*** Opening of MATERIAL SHOWN ***

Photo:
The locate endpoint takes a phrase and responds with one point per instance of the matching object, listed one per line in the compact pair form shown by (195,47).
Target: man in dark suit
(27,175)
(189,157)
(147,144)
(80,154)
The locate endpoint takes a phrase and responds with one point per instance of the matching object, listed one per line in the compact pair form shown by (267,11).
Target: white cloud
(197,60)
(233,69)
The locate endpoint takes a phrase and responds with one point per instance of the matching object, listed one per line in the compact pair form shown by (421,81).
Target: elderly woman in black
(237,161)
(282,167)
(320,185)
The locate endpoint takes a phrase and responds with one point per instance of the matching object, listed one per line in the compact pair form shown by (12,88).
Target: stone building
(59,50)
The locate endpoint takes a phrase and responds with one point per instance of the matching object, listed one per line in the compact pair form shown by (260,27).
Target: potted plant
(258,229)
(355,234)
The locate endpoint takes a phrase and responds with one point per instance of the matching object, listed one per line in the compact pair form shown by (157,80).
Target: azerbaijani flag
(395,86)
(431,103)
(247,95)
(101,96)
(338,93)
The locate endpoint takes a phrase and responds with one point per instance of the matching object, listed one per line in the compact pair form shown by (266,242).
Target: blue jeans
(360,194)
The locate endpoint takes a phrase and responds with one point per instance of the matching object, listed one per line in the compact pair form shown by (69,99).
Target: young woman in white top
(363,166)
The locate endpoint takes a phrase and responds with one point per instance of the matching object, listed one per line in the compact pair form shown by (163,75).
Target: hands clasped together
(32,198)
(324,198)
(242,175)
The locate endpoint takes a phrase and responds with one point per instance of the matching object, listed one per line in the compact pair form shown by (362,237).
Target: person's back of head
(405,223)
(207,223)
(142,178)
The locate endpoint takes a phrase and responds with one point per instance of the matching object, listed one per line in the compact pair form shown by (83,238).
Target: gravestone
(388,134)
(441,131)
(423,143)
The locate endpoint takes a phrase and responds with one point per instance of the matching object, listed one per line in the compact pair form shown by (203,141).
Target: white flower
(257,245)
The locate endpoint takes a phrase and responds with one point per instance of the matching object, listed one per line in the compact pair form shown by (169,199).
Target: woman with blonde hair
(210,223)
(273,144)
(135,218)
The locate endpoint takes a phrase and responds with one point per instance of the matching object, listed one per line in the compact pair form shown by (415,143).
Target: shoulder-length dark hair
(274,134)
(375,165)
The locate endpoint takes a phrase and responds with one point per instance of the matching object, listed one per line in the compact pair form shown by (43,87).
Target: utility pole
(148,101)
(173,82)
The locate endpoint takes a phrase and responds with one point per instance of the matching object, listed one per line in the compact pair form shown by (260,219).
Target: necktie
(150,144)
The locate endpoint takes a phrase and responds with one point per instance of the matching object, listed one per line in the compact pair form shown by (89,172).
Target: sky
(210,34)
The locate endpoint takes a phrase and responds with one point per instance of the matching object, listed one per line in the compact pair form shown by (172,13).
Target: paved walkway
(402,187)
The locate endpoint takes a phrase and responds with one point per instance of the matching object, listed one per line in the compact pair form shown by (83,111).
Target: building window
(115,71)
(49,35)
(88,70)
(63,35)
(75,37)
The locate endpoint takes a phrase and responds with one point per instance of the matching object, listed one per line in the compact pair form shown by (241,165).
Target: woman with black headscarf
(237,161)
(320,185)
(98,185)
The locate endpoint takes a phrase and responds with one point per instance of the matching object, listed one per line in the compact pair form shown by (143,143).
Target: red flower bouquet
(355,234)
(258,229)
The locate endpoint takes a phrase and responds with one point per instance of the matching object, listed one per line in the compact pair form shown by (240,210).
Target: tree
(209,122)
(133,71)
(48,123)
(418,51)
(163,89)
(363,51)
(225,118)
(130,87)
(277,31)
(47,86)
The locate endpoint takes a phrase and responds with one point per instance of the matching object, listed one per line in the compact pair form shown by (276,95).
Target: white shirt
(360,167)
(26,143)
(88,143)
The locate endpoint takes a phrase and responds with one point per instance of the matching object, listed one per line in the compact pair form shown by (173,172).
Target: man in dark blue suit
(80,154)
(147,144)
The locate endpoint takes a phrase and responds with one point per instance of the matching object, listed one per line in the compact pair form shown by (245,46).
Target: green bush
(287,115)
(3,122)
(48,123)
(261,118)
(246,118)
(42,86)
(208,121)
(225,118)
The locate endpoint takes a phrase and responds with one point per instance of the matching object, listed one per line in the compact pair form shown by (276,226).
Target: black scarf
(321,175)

*** Close of MATERIAL SHOWN ***

The result should consist solely of the lines from the one that contains "Target: green bush" to the last line of the records above, reproduced exactly.

Target: green bush
(287,115)
(3,122)
(48,123)
(261,118)
(246,118)
(42,86)
(208,121)
(225,118)
The locate endpoint takes a phrase and responds with one point per instance of the matching object, listed one per line in the compact pair form shown by (276,226).
Target: black scarf
(321,175)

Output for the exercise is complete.